• _GIVEN PROBLEM_:
Identify the line in which "point: the blue" appears, then reproduce that line and all remaining lines of the records word for word.

• _DATA EXCERPTS_:
..........

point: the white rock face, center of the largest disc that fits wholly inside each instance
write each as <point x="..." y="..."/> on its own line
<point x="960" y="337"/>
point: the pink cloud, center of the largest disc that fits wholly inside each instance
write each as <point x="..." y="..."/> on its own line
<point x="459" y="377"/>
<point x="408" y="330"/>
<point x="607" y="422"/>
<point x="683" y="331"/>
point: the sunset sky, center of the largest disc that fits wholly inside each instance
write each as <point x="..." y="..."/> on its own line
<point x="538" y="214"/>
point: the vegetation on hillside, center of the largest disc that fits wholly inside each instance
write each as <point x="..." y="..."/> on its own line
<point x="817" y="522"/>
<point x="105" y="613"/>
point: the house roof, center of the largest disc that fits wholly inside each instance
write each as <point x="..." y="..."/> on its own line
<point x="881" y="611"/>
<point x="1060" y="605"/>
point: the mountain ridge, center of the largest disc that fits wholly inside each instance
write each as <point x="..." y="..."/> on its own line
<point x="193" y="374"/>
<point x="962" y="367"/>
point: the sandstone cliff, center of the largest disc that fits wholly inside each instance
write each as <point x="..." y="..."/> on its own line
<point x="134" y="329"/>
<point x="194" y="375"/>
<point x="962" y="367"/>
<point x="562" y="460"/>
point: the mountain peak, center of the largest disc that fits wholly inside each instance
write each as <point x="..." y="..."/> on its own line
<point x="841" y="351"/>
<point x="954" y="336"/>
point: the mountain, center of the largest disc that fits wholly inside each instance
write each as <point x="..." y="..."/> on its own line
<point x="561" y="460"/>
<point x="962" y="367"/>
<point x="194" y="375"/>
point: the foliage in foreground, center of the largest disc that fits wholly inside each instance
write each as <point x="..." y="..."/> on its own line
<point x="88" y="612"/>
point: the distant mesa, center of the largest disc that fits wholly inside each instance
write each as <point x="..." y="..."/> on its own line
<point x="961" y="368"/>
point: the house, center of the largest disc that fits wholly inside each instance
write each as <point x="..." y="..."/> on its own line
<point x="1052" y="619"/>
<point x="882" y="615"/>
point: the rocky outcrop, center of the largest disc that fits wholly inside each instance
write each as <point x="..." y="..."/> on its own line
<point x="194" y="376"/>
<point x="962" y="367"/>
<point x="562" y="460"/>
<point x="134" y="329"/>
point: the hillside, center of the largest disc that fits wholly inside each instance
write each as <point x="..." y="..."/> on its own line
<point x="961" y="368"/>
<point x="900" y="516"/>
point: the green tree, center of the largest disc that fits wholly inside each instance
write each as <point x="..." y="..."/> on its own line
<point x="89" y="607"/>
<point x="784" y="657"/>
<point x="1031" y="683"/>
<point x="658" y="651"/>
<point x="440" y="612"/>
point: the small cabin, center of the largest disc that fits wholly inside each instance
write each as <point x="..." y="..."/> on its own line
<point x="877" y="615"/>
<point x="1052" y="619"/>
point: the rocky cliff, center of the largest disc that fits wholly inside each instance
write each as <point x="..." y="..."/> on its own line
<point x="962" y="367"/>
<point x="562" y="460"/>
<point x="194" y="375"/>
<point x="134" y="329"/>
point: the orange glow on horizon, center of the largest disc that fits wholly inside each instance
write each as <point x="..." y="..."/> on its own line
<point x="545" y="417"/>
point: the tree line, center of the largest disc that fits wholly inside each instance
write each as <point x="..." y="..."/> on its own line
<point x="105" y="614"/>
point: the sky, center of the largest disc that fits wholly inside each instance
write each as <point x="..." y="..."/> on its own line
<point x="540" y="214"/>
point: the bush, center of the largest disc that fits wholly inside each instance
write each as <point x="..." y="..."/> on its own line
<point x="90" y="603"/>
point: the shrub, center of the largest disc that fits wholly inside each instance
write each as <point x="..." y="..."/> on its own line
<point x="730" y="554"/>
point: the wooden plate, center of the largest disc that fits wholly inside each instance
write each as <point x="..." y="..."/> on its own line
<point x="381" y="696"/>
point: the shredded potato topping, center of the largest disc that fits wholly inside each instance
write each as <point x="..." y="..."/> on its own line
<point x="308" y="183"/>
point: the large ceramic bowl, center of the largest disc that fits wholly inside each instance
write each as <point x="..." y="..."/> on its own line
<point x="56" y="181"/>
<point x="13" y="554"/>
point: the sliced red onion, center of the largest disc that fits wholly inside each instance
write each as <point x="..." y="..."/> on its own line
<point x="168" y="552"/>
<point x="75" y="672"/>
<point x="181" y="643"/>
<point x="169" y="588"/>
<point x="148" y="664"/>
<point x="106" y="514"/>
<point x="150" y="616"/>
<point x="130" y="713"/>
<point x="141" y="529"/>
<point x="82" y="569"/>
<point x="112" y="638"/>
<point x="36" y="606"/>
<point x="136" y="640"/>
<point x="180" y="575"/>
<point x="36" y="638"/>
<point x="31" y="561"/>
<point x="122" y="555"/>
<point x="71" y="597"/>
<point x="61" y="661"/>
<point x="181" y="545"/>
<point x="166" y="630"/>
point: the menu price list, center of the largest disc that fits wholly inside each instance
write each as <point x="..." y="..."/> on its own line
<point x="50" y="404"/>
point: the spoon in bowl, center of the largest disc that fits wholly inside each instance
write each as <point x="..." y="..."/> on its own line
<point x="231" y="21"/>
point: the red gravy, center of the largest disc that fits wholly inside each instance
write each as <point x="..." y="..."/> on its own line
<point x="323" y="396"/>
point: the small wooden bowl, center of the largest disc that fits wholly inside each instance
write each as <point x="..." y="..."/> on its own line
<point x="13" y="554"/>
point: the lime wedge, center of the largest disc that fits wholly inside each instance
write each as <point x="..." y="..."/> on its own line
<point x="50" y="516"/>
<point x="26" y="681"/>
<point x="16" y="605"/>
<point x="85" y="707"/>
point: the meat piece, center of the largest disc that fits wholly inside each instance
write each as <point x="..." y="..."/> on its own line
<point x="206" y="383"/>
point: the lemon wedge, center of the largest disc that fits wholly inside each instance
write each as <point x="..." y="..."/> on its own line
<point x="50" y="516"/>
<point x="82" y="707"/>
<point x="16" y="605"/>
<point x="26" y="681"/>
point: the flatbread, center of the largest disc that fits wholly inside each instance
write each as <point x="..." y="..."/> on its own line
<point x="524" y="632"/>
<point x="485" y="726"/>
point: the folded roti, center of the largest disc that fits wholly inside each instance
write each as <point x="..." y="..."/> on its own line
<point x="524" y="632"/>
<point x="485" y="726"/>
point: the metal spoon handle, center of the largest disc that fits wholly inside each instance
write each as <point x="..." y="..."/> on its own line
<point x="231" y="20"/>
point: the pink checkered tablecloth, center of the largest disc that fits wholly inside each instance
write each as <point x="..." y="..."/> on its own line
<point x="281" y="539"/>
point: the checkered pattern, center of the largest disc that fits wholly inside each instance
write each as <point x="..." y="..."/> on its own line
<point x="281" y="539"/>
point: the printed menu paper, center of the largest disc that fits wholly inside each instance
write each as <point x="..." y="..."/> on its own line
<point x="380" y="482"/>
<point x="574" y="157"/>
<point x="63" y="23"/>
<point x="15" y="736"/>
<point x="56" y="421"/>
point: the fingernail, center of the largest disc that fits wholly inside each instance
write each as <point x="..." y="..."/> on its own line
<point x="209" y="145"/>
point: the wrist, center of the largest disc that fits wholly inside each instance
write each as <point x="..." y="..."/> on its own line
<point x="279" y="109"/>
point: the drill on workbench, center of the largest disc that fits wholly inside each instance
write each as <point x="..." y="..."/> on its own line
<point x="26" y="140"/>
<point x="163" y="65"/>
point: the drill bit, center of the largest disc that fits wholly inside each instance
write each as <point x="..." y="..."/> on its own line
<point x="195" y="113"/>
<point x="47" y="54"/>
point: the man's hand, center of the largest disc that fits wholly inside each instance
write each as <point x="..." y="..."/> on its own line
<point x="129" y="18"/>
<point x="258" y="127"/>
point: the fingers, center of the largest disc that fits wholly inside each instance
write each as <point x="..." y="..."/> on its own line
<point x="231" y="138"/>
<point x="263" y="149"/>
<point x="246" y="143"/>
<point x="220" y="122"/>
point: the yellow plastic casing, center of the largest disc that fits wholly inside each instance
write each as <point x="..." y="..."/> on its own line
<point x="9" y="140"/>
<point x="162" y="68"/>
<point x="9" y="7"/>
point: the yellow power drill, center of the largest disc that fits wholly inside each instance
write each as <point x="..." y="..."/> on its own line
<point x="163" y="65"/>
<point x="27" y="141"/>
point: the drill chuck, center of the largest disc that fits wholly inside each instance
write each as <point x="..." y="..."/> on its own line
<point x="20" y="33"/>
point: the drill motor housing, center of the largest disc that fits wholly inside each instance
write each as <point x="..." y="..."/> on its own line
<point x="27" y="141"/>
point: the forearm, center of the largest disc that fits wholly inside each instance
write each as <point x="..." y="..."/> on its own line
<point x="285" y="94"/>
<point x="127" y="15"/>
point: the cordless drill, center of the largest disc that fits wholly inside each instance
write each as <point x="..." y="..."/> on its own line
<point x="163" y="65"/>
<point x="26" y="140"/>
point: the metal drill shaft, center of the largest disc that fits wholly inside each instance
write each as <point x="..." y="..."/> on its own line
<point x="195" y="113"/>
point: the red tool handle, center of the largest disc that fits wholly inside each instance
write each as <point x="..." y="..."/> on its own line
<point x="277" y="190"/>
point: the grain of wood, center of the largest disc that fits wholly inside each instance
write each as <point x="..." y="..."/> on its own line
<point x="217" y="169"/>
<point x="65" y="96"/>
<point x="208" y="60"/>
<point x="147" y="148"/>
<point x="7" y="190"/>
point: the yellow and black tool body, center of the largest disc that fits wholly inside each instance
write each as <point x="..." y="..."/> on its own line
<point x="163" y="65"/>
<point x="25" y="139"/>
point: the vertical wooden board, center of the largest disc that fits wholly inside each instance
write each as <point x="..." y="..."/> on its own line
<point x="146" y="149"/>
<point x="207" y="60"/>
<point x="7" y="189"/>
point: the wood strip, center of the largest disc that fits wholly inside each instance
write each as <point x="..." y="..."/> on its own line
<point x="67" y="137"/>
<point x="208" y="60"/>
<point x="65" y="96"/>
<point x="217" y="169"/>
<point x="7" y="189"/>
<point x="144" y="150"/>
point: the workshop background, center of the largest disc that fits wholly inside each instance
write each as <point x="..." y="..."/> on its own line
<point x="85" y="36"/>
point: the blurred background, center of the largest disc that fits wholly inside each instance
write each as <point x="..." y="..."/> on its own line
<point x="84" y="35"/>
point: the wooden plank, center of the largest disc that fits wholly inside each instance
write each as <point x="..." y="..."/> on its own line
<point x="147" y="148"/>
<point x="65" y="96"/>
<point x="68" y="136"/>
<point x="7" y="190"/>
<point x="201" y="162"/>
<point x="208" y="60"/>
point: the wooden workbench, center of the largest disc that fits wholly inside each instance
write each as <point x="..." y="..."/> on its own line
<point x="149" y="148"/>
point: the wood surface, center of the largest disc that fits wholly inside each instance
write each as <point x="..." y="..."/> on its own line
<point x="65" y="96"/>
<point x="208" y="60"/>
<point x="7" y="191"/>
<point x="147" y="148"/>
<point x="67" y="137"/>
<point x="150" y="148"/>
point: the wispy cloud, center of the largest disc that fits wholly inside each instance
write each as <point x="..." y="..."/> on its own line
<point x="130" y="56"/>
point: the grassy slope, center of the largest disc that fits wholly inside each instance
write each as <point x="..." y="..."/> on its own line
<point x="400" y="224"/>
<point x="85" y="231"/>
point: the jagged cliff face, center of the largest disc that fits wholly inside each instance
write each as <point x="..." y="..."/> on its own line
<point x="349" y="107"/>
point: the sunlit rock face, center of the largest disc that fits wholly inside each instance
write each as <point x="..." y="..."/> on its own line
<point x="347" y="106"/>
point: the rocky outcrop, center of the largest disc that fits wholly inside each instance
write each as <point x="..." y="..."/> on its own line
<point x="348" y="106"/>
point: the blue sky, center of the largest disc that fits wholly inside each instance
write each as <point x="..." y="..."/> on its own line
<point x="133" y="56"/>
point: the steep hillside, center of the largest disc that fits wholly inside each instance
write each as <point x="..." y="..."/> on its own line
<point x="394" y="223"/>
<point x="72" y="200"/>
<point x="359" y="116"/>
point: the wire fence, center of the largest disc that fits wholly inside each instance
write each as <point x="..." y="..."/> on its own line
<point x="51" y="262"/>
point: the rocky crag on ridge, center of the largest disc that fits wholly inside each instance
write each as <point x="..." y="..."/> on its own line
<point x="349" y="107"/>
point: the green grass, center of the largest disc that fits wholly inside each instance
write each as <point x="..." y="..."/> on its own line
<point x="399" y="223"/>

..........

• _ANSWER TO THE EXERCISE_:
point: the blue sky, center of the largest disc that fits wholly inside each instance
write each as <point x="..." y="..."/> on its own line
<point x="133" y="56"/>
point: the steep hillside, center of the largest disc that fits wholly inside each instance
write each as <point x="..." y="..."/> on its own line
<point x="394" y="223"/>
<point x="72" y="200"/>
<point x="359" y="116"/>
point: the wire fence, center of the largest disc that fits wholly inside each instance
write each as <point x="..." y="..."/> on its own line
<point x="51" y="262"/>
point: the rocky crag on ridge, center of the largest disc that fits wholly inside each instance
write each as <point x="..." y="..."/> on its own line
<point x="349" y="107"/>
point: the green grass, center of the largest disc that fits wholly inside each instance
write each as <point x="..." y="..."/> on its own line
<point x="399" y="223"/>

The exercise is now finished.